►

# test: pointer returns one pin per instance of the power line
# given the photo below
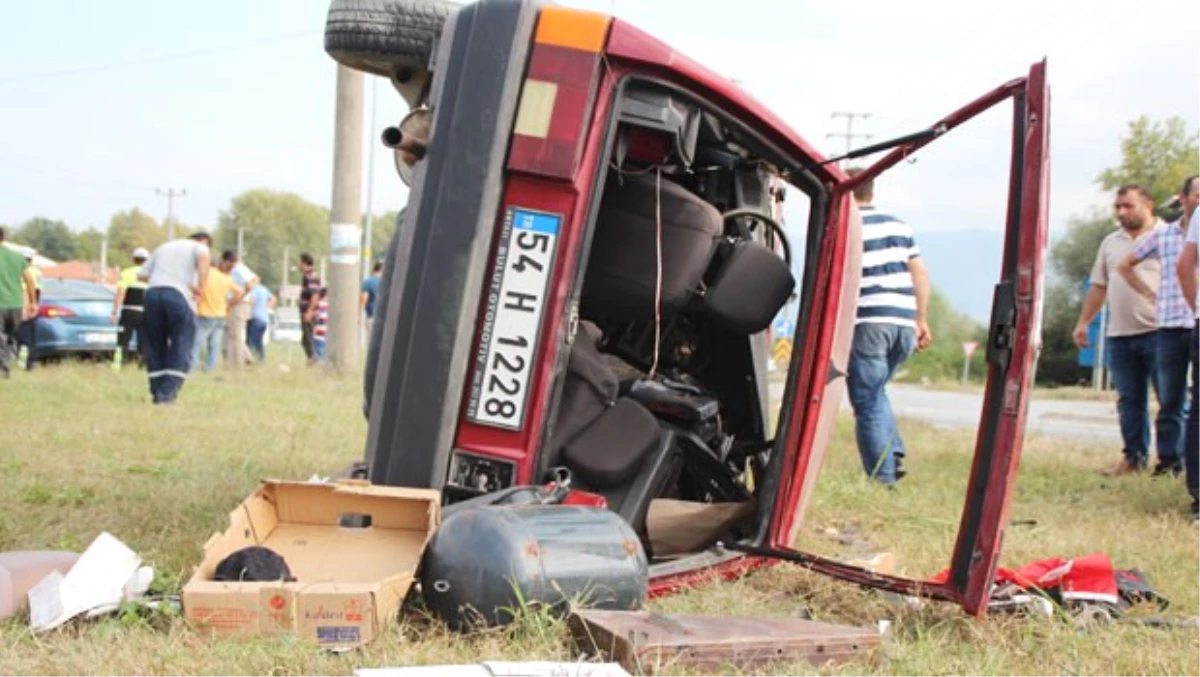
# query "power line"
(171, 195)
(849, 135)
(159, 59)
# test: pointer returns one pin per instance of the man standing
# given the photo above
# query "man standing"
(262, 301)
(217, 295)
(177, 273)
(369, 295)
(310, 288)
(1175, 322)
(892, 322)
(1187, 271)
(1133, 329)
(235, 347)
(127, 307)
(17, 300)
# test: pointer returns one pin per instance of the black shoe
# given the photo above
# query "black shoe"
(1174, 469)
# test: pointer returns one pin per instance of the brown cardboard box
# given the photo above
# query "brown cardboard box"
(349, 581)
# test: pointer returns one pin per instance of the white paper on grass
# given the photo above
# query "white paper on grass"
(496, 669)
(97, 579)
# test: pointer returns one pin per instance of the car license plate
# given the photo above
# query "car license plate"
(513, 321)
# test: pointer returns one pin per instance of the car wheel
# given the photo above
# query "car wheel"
(384, 36)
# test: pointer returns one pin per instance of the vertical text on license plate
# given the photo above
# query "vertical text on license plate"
(525, 259)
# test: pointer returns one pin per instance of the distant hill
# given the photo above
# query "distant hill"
(964, 265)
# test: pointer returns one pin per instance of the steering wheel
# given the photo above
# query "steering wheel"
(757, 216)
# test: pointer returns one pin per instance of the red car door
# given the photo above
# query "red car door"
(1012, 351)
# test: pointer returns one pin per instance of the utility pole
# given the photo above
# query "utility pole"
(283, 279)
(103, 258)
(367, 255)
(171, 195)
(346, 219)
(849, 136)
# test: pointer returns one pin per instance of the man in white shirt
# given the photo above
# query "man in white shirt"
(1187, 276)
(237, 349)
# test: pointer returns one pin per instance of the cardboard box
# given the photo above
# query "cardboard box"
(349, 581)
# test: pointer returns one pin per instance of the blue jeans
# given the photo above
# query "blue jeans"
(1134, 371)
(168, 327)
(876, 353)
(209, 331)
(255, 331)
(1192, 436)
(1174, 355)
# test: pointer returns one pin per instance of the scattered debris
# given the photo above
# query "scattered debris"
(642, 641)
(352, 547)
(484, 564)
(495, 669)
(105, 575)
(21, 570)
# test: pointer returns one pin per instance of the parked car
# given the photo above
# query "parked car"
(591, 267)
(75, 319)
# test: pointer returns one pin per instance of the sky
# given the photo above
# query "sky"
(105, 103)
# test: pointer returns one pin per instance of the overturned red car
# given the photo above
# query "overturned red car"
(583, 281)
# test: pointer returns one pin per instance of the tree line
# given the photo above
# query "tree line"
(273, 223)
(1156, 154)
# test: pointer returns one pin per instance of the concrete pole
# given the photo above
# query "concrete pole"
(103, 258)
(346, 219)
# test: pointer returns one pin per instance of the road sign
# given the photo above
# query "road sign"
(783, 352)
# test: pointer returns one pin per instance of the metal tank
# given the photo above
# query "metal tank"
(485, 563)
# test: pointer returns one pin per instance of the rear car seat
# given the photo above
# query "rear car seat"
(622, 273)
(612, 444)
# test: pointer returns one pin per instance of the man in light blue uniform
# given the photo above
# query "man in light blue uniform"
(892, 322)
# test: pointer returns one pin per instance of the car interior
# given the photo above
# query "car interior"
(663, 391)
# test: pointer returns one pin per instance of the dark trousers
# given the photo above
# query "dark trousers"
(168, 325)
(256, 329)
(10, 322)
(1192, 435)
(1174, 355)
(1134, 371)
(130, 324)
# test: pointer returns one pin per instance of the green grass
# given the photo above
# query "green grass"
(84, 451)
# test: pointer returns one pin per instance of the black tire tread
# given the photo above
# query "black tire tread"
(378, 36)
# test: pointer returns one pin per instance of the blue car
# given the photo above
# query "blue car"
(73, 319)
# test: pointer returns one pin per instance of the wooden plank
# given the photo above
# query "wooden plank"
(648, 642)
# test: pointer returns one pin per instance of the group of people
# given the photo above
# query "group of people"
(232, 312)
(1146, 274)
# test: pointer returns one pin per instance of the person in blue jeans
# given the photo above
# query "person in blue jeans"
(1175, 322)
(175, 274)
(892, 323)
(1132, 336)
(263, 300)
(1186, 271)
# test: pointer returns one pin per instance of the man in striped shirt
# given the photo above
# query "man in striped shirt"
(892, 322)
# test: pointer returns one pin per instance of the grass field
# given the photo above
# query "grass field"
(84, 451)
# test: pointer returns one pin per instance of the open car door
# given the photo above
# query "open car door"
(1012, 351)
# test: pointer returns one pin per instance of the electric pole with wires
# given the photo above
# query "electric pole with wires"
(171, 195)
(849, 136)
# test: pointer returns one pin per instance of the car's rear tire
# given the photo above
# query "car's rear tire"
(384, 36)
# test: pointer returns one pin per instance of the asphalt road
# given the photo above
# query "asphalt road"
(1051, 418)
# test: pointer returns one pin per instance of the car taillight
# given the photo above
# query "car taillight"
(558, 93)
(49, 311)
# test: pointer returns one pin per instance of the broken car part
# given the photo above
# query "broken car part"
(485, 565)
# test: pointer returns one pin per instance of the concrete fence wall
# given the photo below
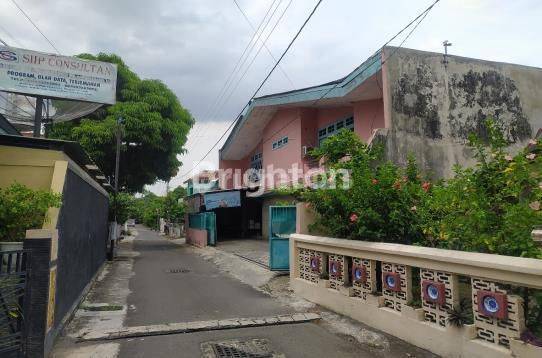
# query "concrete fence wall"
(70, 247)
(373, 283)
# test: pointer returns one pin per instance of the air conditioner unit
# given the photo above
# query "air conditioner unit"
(306, 150)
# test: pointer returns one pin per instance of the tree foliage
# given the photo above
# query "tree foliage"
(154, 131)
(377, 205)
(492, 207)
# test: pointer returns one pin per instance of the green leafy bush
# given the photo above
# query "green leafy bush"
(22, 208)
(492, 207)
(380, 203)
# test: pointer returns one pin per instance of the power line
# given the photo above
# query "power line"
(211, 109)
(221, 103)
(36, 26)
(10, 36)
(261, 84)
(227, 91)
(257, 53)
(265, 45)
(14, 104)
(421, 17)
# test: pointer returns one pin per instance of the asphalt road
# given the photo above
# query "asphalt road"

◄

Problem details → Make an exact copy of the listing above. Do not include the pictures.

Task solution →
# test: pointer returns one pin per instance of the power line
# given the photo below
# query "power line"
(171, 195)
(849, 135)
(159, 59)
# test: pointer returns one pin per instance of the man standing
# given the photo above
# query "man standing"
(262, 301)
(217, 295)
(177, 273)
(369, 295)
(310, 288)
(1175, 322)
(892, 322)
(1187, 271)
(1133, 329)
(235, 347)
(127, 307)
(17, 300)
# test: pointer returns one pin per instance of the black shoe
# given the photo above
# query "black shoe"
(1174, 469)
# test: pointer returns one pin per instance of the brown cardboard box
# given the photo above
# query "brown cardboard box"
(349, 581)
# test: pointer returns one pin per instance of the white paper on grass
# given the photo above
# query "white paper on grass"
(496, 669)
(97, 579)
# test: pointer returns one pin per instance of the car license plate
# given the photo above
# query "car license plate"
(513, 321)
# test: pointer returns one pin per instance of the car wheel
# given the photo above
# query "car wheel"
(384, 36)
# test: pointer returns one pin per instance of the vertical text on license plate
# given the photo above
# query "vertical text on license plate"
(525, 259)
# test: pointer returns one pin per instance of the distant hill
# given the photo above
# query "distant hill"
(964, 265)
# test: pointer returns one pin per instance of the steering wheel
# given the photo above
# query "steering wheel"
(757, 216)
# test: pointer returns one pin per instance of the red car door
# given the photo above
# query "red car door"
(1012, 351)
# test: pointer returns one pin per instance of the utility pole
# given the photo above
# query "utility pole"
(283, 279)
(103, 258)
(367, 255)
(171, 195)
(346, 219)
(849, 136)
# test: pointer returns one pin per instance of the man in white shirt
# given the photo above
# query "man in white shirt"
(1187, 276)
(237, 349)
# test: pointer returns one pin per instance of the cardboard box
# given the photo above
# query "cardboard box"
(349, 581)
# test: pointer returns one pin per instance of the blue jeans
# given the photo above
# query "blue jeans"
(1134, 371)
(168, 327)
(876, 353)
(209, 331)
(255, 331)
(1192, 436)
(1174, 355)
# test: pointer returns one pin per instance of the scattered debris
# given the photo above
# query "scattered debris"
(642, 641)
(352, 547)
(484, 564)
(495, 669)
(105, 575)
(21, 570)
# test: pointer returns one pin per instance of the parked car
# given the photo above
# query "parked car"
(591, 267)
(75, 319)
# test: pointer returns one pin per instance of the sky
# given the photo above
# query "sky"
(105, 103)
# test: pointer returns one pin per instance of the overturned red car
# given the photo above
# query "overturned red car"
(583, 281)
# test: pointer returns one pin per instance of the tree line
# given the photo above
# query "tree line"
(273, 223)
(1156, 154)
# test: pointer returns one pin per instance of the concrete pole
# given the photo above
# query "concrete pole"
(103, 258)
(346, 219)
# test: pointer returns one pin per instance of the road sign
# given the photo above
# query "road sign"
(783, 352)
# test: pointer returns one pin per instance of the metal tank
# given the photo above
# query "metal tank"
(485, 563)
# test: pointer returns one pin per instance of the rear car seat
# given the photo above
# query "rear car seat"
(622, 273)
(612, 444)
# test: pointer returns one pin per instance of the man in light blue uniform
# given the photo above
# query "man in light blue uniform"
(892, 322)
# test: pointer returns one pin per instance of the car interior
# given the photo above
# query "car interior"
(663, 391)
# test: pointer returns one pin per instance of the dark trousers
# given the photo above
# query "dark trousers"
(168, 325)
(256, 329)
(10, 322)
(1192, 435)
(1174, 355)
(1134, 371)
(130, 324)
# test: pointer returns one pin per instance of the green grass
# given the photo above
# query "green grass"
(84, 451)
# test: pointer returns one pin per instance of the black tire tread
# given the photo above
# query "black tire tread"
(378, 36)
# test: pointer returns one pin per instance of the blue car
# given the photo above
# query "blue car"
(73, 319)
# test: pointer returns one pin per instance of the wooden plank
# given the photo above
# query "wooden plank"
(648, 642)
# test: pointer returns one pin per instance of the group of people
# given the photo above
# query "group of people"
(232, 312)
(1146, 274)
# test: pointer returns one pin per instance of the person in blue jeans
# given the photo above
# query "person in blue jeans"
(1175, 322)
(175, 274)
(892, 323)
(1132, 336)
(263, 300)
(1186, 271)
# test: pointer returns one pin per instance of the man in striped shirt
# given the photo above
# query "man in striped shirt"
(892, 322)
# test: pointer returns one pin per instance of the grass field
# given the photo above
# query "grass field"
(84, 451)
# test: pointer returns one pin per instance of the open car door
# given the photo above
# query "open car door"
(1012, 351)
# test: pointer returns one pin per instance of the electric pole with wires
# given the photo above
# query "electric pole with wires"
(171, 195)
(849, 136)
# test: pointer returns one pin per instance of the car's rear tire
# given the photo above
# query "car's rear tire"
(384, 36)
# test: pointer returns one pin per instance of the asphalt road
# given the photo above
# query "asphalt road"
(1051, 418)
# test: pointer returns one pin per instance of the car taillight
# given the photo above
# query "car taillight"
(558, 93)
(49, 311)
# test: pointer returns one pin per instance of the broken car part
# given the photo above
# query "broken car part"
(485, 565)
# test: pointer returns one pin per instance of the concrete fence wall
# given the photo below
# query "concrete fence wall"
(70, 247)
(373, 283)
# test: pointer returns one pin per instance of the air conditioner unit
# given the photo above
# query "air conditioner unit"
(306, 150)
# test: pointer returns one pin per instance of the tree foliage
# given the photo above
# query "tree foliage"
(154, 131)
(377, 205)
(492, 207)
# test: pointer returns one pin per instance of the green leafy bush
# given the photo above
# query "green leafy bush"
(22, 208)
(492, 207)
(380, 203)
# test: pointer returns one pin per instance of the power line
# given the photo above
# query "power line"
(211, 109)
(221, 103)
(36, 26)
(10, 36)
(261, 84)
(227, 91)
(257, 53)
(265, 45)
(14, 104)
(421, 17)
# test: pointer returns one pin per instance of the asphalt road
# given the photo above
# query "asphalt road"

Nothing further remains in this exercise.